### Task 1
According to the text on low loss headers, how many pumps are required in effect, and where does each one run?

### Supplied text
------------------------------------

Below, we’ve identified what a low loss header is as well as how it works and when you might need one. 

What does a low loss header do?

A low loss header is installed to ensure that the flow rate of water is high enough to be able to heat a large building or even multiple buildings, such as an office complex.

The header does this by increasing the flow of water that passes through the secondary heating circuit adding to the water from the primary boiler circuit.

A standard boiler will have a minimum and maximum flow rate that is determined by the manufacturer. However, because of the way in which it is directly connected to the heating system, it will have a variable flow rate. This is usually dictated by various control valves. Where there are multiple boilers in one system, a low loss header can regulate their flow rates, making the whole system more economical. This could result in a higher-performing, more efficient boiler with a consistent water temperature that can reach your radiators.

However, a low loss header cannot work efficiently if there isn’t a suitably sized pump that is also installed in the system. If the pump is too small, the hot water that is created by the appliances won’t be able to reach the radiators that are furthest from the boilers. If the pump is too big, it might be pushing hot water around the radiators too quickly, therefore wasting energy. Two pumps will be required in effect, one from the boiler to the low loss header and one from the low loss header to the heating system. 

Why use a low loss header?

You would likely need a low loss header if you have a very large home or business premises and you’re using a low water content boiler. Your low loss header will need to be sized correctly depending on the flow rate of water around the building.

A low loss header is also a good device for removing debris and sludge from your heating system. Over the years, dirt can enter your system from the mains supply or from the water that is stored in the cold feed tank. In addition to this, the pipes in your system can begin to corrode, causing a build up of dirt. If this builds up too much, it can stop your radiators from heating up fully. If your radiators are cold at the bottom, you may have a build up of sludge.

A low loss header usually has a drain at the bottom of it. Hot water passes through the header at a lower pressure than it would pass through the rest of the system. This reduction in pressure and speed allows time for any dirt and debris in the system to sink to the bottom of the header. The drain in the header can then be opened regularly to release any dirt and completely remove from the low loss header. This will allow your system to remain efficient over time. 

How does a low loss header work?

Within a boiler system, there is a primary circuit and a secondary circuit. The primary circuit is responsible for the actual heating of the water, so a boiler and a pump is included in the primary circuit. The secondary circuit contains any of the items that transfer heat or energy, so in the case of a heating system this could be the radiators or underfloor heating. A low loss header is able to combine these two The primary water flows into the low loss header to provide the heated water which is added to the water in the secondary circuit providing the correct flow rate around the heating system.

A low loss header will be used alongside the rest of the heating system, therefore other factors need to be considered. If there is no pump in the heating system, one will need to be added. You also need to consider the minimum and maximum flow rates of the primary circuit, as well as the systems that are installed on the secondary circuits, for example, underfloor heating. 

How to size a low loss header

You should size the low loss header based on the maximum system flow rate of your system. A suitably qualified heating engineer will be able to advise on which size you may need based on a number of factors.

Representative Flow Rate Calculation for Low Loss Header

Load kW / (Specific heat capacity of water 4.18 x temperature differential of heating system)
Equals litres per second x 3600 to give cubic metres per hour

Low loss headers are sized in cubic metres per hour. A low loss header cannot be oversized, but can be undersized.

------------------------------------

### Dataset extract
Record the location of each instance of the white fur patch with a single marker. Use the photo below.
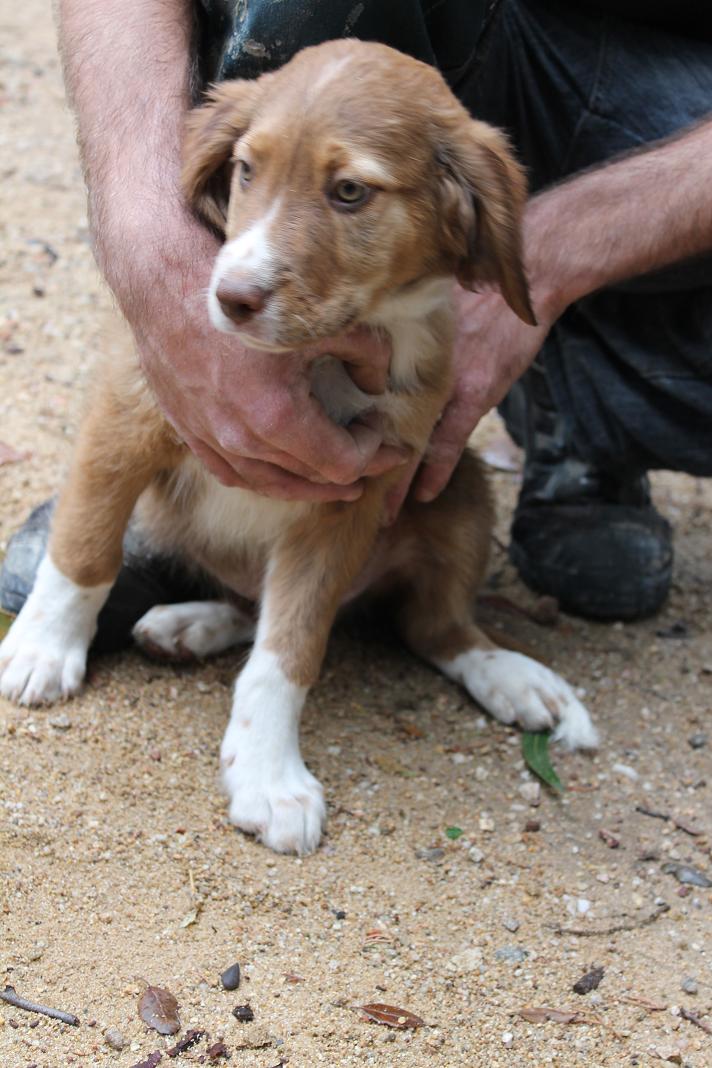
(250, 256)
(225, 518)
(44, 656)
(271, 792)
(194, 629)
(516, 689)
(405, 316)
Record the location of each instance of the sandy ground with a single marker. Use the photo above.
(113, 832)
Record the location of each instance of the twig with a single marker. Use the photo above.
(653, 815)
(668, 819)
(11, 995)
(686, 1015)
(630, 926)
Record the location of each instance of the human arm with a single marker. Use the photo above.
(248, 415)
(634, 215)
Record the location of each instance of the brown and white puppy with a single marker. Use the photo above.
(351, 188)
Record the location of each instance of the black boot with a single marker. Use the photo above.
(589, 537)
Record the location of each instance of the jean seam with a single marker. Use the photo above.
(589, 108)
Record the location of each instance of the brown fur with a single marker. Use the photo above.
(451, 201)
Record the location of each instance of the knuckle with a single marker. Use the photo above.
(234, 441)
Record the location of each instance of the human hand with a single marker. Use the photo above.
(248, 414)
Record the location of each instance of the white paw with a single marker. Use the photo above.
(516, 689)
(271, 792)
(37, 668)
(44, 656)
(192, 630)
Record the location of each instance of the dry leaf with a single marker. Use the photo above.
(542, 1014)
(392, 1017)
(159, 1009)
(231, 977)
(10, 455)
(644, 1003)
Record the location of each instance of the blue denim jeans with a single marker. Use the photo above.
(630, 368)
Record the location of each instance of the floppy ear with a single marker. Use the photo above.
(211, 131)
(484, 191)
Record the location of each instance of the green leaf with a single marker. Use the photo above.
(535, 751)
(5, 623)
(454, 833)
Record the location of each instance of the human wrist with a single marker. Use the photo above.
(553, 286)
(153, 251)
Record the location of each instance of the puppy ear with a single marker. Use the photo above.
(484, 191)
(211, 131)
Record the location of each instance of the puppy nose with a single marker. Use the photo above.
(240, 300)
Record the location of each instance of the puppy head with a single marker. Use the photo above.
(348, 176)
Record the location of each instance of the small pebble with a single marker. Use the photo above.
(114, 1038)
(532, 794)
(625, 769)
(430, 854)
(243, 1014)
(511, 954)
(231, 977)
(468, 960)
(687, 875)
(61, 722)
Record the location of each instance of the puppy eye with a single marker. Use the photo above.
(246, 172)
(348, 195)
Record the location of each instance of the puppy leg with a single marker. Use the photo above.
(271, 792)
(436, 618)
(192, 630)
(44, 656)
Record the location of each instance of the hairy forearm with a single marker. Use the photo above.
(127, 71)
(632, 216)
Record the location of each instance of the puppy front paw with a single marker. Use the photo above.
(516, 689)
(37, 668)
(283, 809)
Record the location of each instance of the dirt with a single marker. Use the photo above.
(119, 867)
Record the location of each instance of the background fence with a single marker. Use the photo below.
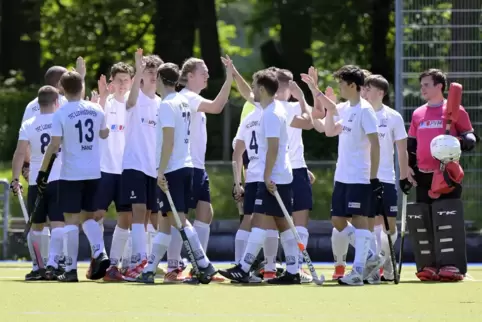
(445, 35)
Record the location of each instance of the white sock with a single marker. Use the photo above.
(270, 248)
(291, 249)
(127, 254)
(254, 244)
(304, 235)
(174, 250)
(33, 237)
(203, 230)
(101, 226)
(378, 233)
(199, 254)
(56, 245)
(72, 233)
(139, 243)
(240, 244)
(45, 245)
(94, 235)
(160, 243)
(373, 242)
(362, 247)
(119, 240)
(339, 246)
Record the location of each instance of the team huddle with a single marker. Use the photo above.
(146, 154)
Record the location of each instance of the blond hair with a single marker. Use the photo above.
(189, 66)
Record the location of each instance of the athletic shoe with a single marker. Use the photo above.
(450, 274)
(113, 275)
(51, 273)
(69, 277)
(174, 276)
(235, 273)
(38, 275)
(305, 277)
(352, 279)
(286, 279)
(428, 274)
(100, 266)
(132, 273)
(339, 272)
(267, 275)
(146, 278)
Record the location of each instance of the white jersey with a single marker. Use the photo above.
(274, 124)
(79, 123)
(175, 112)
(248, 132)
(37, 131)
(353, 164)
(33, 108)
(112, 148)
(141, 137)
(198, 136)
(295, 139)
(391, 128)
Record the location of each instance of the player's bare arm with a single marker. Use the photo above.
(271, 154)
(51, 150)
(136, 84)
(374, 154)
(217, 105)
(303, 121)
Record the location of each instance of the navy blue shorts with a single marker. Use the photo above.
(109, 191)
(48, 206)
(77, 196)
(250, 190)
(200, 187)
(180, 188)
(267, 204)
(138, 188)
(302, 194)
(350, 199)
(389, 204)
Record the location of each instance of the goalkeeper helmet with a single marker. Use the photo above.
(445, 148)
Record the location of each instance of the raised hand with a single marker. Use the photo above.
(102, 86)
(138, 59)
(80, 67)
(296, 91)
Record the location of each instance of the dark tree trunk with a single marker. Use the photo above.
(174, 30)
(20, 36)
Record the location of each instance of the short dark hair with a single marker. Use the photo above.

------------------------------------

### Task 2
List every line of the records that contains the string "hand". Case counts.

### Worked solution 1
Two pumps: one from the boiler to the low loss header, and one from the low loss header to the heating system.

### Worked solution 2
Record the location of each instance of the human hand with a single marker. Use the photo above.
Record the location of each instance of the raised hand with a single marker. Use the photo above.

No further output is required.